[The problem] Begin at the line below that contains "stem, one point per instance.". Repeat it and all remaining lines of the records exactly.

- Opening Delimiter -

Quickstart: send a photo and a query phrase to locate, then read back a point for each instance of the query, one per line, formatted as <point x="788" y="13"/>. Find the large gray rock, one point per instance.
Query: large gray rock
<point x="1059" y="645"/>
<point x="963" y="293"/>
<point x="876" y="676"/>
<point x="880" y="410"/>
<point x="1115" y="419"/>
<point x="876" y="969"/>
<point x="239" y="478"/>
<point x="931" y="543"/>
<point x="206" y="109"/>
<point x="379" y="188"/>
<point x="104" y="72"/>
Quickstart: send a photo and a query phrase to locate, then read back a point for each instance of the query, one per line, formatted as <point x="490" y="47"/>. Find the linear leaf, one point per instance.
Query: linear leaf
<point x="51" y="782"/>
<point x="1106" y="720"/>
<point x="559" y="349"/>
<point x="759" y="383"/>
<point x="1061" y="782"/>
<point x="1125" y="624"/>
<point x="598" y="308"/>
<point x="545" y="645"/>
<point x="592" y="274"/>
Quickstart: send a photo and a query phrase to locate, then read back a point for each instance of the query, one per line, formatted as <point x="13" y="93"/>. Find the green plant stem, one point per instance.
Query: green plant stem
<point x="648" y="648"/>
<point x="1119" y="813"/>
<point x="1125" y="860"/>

- Closing Delimiter -

[Reply]
Quickstart: send a photo and a query phrase to locate, then read back a point for each instance of the query, one per line, formatted as <point x="13" y="93"/>. Find the green plant stem, one point per instance.
Query: green plant stem
<point x="648" y="648"/>
<point x="1119" y="813"/>
<point x="1125" y="860"/>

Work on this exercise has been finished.